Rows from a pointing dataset
^^^^^^^^

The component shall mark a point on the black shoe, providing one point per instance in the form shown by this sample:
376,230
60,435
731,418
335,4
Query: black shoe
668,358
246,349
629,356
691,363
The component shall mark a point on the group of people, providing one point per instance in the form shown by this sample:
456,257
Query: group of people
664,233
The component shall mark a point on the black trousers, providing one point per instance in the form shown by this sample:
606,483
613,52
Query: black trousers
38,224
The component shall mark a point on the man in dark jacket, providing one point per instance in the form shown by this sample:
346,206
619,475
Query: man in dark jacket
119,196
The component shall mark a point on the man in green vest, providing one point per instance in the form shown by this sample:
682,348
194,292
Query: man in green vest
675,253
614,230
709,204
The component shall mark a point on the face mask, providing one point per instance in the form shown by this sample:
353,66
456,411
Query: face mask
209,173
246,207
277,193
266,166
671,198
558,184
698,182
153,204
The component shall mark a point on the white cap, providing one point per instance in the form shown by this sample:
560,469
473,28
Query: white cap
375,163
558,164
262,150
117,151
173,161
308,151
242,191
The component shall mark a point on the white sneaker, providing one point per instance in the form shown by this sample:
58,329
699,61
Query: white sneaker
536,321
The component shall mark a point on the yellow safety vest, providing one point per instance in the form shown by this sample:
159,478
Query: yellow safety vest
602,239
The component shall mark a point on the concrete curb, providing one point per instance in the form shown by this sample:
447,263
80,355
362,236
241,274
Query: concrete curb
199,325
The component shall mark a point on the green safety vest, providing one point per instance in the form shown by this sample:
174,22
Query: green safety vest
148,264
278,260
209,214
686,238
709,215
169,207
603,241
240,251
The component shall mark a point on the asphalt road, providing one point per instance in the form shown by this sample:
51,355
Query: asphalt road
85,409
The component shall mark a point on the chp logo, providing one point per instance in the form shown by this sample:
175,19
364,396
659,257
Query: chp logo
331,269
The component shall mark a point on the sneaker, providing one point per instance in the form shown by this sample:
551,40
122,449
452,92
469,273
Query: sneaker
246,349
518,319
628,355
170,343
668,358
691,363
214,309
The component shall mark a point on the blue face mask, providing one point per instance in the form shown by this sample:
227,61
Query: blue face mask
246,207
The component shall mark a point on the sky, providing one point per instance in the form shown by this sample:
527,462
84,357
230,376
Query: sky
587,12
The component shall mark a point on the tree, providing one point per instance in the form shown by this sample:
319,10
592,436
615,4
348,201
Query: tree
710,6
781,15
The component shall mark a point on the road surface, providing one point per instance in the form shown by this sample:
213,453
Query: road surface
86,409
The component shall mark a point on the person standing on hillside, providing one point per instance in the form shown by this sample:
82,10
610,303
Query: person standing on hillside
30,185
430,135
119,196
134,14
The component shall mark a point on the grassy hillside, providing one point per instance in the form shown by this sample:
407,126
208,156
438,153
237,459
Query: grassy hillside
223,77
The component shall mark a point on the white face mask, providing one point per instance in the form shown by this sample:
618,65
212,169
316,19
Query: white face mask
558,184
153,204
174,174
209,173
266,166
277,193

^^^^^^^^

Render these rows as a JSON list of strings, one string per line, leaving out blank lines.

[
  "The component shall mark a point on the black shoe, providing one point per instance in the form shown by this sample:",
  "376,230",
  "60,435",
  "731,418",
  "335,4",
  "Query: black shoe",
  "668,358",
  "246,349",
  "629,356",
  "691,363",
  "The component shall mark a point on the group of people, providing one point per instance in the form shown by this sample:",
  "456,257",
  "Query: group of people",
  "664,233",
  "The component shall mark a point on the black trousers, providing one point per instance in the form shown by this sample:",
  "606,483",
  "613,52",
  "Query: black trousers",
  "38,224",
  "The component shall mark a point on the man in dark jacket, providing one point per instance in the form shown by this sample:",
  "346,206",
  "619,475",
  "Query: man in dark jacket",
  "119,196",
  "The component shall mark a point on the man in green vest, providing one point per instance in the form shown by this sample:",
  "682,348",
  "194,292",
  "Query: man in green vest",
  "675,253",
  "614,230",
  "709,204",
  "The component shall mark a point on the face mask, providing one point per instance in the form shown by this sample:",
  "353,66",
  "456,411",
  "Query: face mask",
  "209,173",
  "246,207",
  "277,193",
  "266,166",
  "671,198",
  "558,184",
  "698,182",
  "153,204",
  "The component shall mark a point on the white cap, providing one point per instance in the form shown by this sample:",
  "560,469",
  "473,28",
  "Query: white cap",
  "375,163",
  "558,164",
  "262,150",
  "117,151",
  "173,161",
  "308,151",
  "242,191",
  "The component shall mark a point on the white sneaker, providing one point per instance in the form shown by this sample:",
  "58,329",
  "699,61",
  "Query: white sneaker",
  "536,321",
  "The component shall mark a point on the yellow safety vest, providing one point per instance in the form shown by this sample:",
  "159,478",
  "Query: yellow safety vest",
  "602,239",
  "The component shall mark a point on the concrete curb, providing one point per instance in the form shown by this sample:",
  "447,263",
  "80,355",
  "362,236",
  "241,274",
  "Query: concrete curb",
  "199,325",
  "The component shall mark a point on the green safety vest, providing one point per instance in the form shown by this sample:",
  "174,22",
  "Query: green safety vest",
  "148,264",
  "278,260",
  "209,214",
  "686,238",
  "709,215",
  "169,207",
  "603,241",
  "240,251",
  "The component shall mark a point on the asphalt road, providing one point per instance in the form shown by this sample:",
  "51,355",
  "Query: asphalt road",
  "85,409",
  "The component shall mark a point on the chp logo, providing one point per instance in the form shown by this sample:",
  "175,19",
  "364,396",
  "659,257",
  "Query: chp logo",
  "331,269",
  "The component shall mark a point on the sneaker, providing one point per instance in the form shown by this sample:",
  "551,40",
  "122,449",
  "452,92",
  "469,273",
  "Query: sneaker",
  "246,349",
  "518,319",
  "628,355",
  "170,343",
  "668,358",
  "691,363",
  "214,309",
  "The component shall mark a point on the blue face mask, providing one point per instance in the form shown by this sample:",
  "227,61",
  "Query: blue face mask",
  "246,207",
  "The component shall mark a point on the sky, providing one point per instance in the form shown by this sample:",
  "527,462",
  "84,357",
  "230,376",
  "Query: sky",
  "587,12",
  "The component shall mark a point on the tree, providing one point per instance in the form shown by this sample:",
  "319,10",
  "592,436",
  "615,4",
  "348,201",
  "Query: tree",
  "710,6",
  "781,15",
  "The component shall mark a point on the road surface, providing one point per instance in the form shown by this sample:",
  "213,453",
  "Query: road surface",
  "86,409",
  "The component shall mark a point on the person standing on hillside, providing one point per instance in the form shown by this sample:",
  "82,10",
  "610,303",
  "Query: person standing on hillside",
  "30,185",
  "430,135",
  "119,196",
  "134,14",
  "The component shall mark a point on the grassy hillside, providing one point per instance in the form shown by this sample:",
  "407,126",
  "208,156",
  "438,153",
  "237,459",
  "Query: grassy hillside",
  "223,77",
  "The component shall mark a point on the white face mask, providing one point per instance in the form shown by this sample:",
  "618,65",
  "212,169",
  "316,19",
  "Query: white face mask",
  "558,184",
  "153,204",
  "174,174",
  "209,173",
  "266,166",
  "277,193"
]